§ TRY IT: All records are to be printed again exactly as they appear.

Stored records:
= = = = = = =
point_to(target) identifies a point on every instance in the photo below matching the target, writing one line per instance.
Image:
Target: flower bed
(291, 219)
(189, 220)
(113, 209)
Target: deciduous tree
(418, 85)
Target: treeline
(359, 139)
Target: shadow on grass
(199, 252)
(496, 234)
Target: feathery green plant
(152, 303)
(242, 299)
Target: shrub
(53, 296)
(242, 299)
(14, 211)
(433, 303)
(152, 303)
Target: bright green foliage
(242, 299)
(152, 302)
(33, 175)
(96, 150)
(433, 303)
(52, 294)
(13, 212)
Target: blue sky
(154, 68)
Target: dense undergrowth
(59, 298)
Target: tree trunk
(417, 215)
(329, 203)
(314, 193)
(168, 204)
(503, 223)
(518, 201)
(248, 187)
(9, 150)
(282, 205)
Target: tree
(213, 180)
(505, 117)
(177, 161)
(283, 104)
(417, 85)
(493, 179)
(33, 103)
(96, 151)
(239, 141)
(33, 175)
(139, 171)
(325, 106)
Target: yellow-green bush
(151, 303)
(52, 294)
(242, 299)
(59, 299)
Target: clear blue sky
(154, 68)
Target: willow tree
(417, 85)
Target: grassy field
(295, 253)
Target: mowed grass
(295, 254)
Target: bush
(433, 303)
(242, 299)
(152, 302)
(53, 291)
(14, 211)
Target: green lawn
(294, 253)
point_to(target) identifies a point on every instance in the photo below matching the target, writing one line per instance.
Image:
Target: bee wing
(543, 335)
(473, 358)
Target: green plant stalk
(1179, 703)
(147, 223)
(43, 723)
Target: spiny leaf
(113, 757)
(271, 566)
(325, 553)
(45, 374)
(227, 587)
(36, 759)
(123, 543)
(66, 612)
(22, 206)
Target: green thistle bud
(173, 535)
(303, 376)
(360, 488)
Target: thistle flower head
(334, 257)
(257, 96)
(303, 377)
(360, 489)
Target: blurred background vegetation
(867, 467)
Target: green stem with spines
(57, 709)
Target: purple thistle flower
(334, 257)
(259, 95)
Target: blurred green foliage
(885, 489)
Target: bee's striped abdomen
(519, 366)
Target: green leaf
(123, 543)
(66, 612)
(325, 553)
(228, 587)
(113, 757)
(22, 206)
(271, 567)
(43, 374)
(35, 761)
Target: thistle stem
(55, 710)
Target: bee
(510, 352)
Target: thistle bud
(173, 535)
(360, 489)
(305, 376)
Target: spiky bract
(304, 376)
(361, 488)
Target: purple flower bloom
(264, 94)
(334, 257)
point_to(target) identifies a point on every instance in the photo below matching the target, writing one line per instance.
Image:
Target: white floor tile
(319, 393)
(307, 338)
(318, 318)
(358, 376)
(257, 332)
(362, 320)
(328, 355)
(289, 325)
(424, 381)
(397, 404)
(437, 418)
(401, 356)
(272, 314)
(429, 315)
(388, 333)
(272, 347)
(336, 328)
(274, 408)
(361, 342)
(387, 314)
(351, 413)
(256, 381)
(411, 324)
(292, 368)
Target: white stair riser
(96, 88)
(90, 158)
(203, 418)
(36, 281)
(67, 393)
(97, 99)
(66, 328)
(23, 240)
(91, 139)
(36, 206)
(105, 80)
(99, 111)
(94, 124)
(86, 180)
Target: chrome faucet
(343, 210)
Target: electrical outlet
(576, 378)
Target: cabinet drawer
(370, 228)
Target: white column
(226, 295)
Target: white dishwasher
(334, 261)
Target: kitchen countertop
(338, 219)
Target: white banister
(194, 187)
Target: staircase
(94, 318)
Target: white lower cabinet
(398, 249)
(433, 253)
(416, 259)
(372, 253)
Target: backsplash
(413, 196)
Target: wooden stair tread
= = = = = = =
§ RESPONSE TO THIS TASK:
point_to(target) identifies a point on every instance in the photo below matching the target, writing one line per instance.
Image:
Target: flower bed
(291, 219)
(189, 220)
(113, 209)
Target: deciduous tree
(418, 85)
Target: treeline
(359, 139)
Target: shadow on grass
(199, 252)
(496, 234)
Target: feathery green plant
(152, 303)
(242, 299)
Target: shrub
(53, 296)
(242, 299)
(14, 211)
(433, 303)
(152, 303)
Target: bright green foliage
(242, 299)
(152, 302)
(33, 175)
(96, 150)
(433, 303)
(52, 294)
(13, 212)
Target: blue sky
(154, 68)
Target: dense undergrowth
(59, 298)
Target: tree trunk
(417, 215)
(329, 203)
(314, 193)
(168, 204)
(503, 223)
(518, 201)
(248, 187)
(9, 150)
(282, 205)
Target: tree
(213, 180)
(505, 117)
(177, 161)
(283, 104)
(417, 85)
(493, 179)
(33, 103)
(96, 151)
(239, 141)
(33, 175)
(139, 171)
(325, 106)
Target: yellow-green bush
(151, 303)
(52, 294)
(242, 299)
(59, 299)
Target: clear blue sky
(154, 68)
Target: willow tree
(417, 85)
Target: grassy field
(295, 253)
Target: mowed grass
(295, 254)
Target: bush
(433, 303)
(242, 299)
(152, 302)
(53, 291)
(14, 211)
Target: green lawn
(294, 253)
point_to(target) identifies a point on every instance in the photo below matching the target, writing one line per instance.
Image:
Target: bee wing
(543, 335)
(473, 358)
Target: green plant stalk
(1179, 703)
(147, 223)
(43, 723)
Target: spiny leaf
(113, 757)
(271, 566)
(325, 553)
(45, 374)
(227, 587)
(36, 759)
(123, 543)
(66, 612)
(22, 206)
Target: green thistle bud
(173, 535)
(303, 376)
(360, 488)
Target: thistle flower head
(334, 257)
(257, 96)
(303, 377)
(360, 489)
Target: blurred background vegetation
(867, 467)
Target: green stem with spines
(57, 709)
Target: purple thistle flower
(334, 257)
(259, 95)
Target: blurred green foliage
(885, 489)
Target: bee's striped abdomen
(519, 366)
Target: green leaf
(123, 543)
(66, 612)
(325, 553)
(228, 587)
(113, 757)
(22, 206)
(271, 567)
(43, 374)
(35, 761)
Target: thistle stem
(55, 710)
Target: bee
(510, 352)
Target: thistle bud
(173, 535)
(360, 489)
(305, 376)
Target: spiky bract
(304, 376)
(361, 488)
Target: purple flower bloom
(264, 94)
(334, 257)
point_to(target) identifies a point on every instance in the photo below matching the target, writing one line per instance.
Image:
Target: white floor tile
(319, 393)
(307, 338)
(318, 318)
(358, 376)
(257, 332)
(362, 320)
(328, 355)
(289, 325)
(424, 381)
(397, 404)
(437, 418)
(401, 356)
(272, 314)
(429, 315)
(388, 333)
(272, 347)
(336, 328)
(274, 408)
(361, 342)
(387, 314)
(351, 413)
(256, 381)
(411, 324)
(292, 368)
Target: white stair riser
(96, 88)
(90, 158)
(203, 418)
(36, 281)
(67, 393)
(97, 99)
(66, 328)
(23, 240)
(91, 139)
(36, 206)
(105, 80)
(99, 111)
(94, 124)
(86, 180)
Target: chrome faucet
(343, 210)
Target: electrical outlet
(576, 378)
Target: cabinet drawer
(370, 228)
Target: white column
(226, 295)
Target: white dishwasher
(334, 261)
Target: kitchen countertop
(338, 219)
Target: white banister
(194, 187)
Target: staircase
(94, 318)
Target: white lower cabinet
(398, 249)
(433, 253)
(416, 259)
(372, 253)
Target: backsplash
(413, 196)
Target: wooden stair tread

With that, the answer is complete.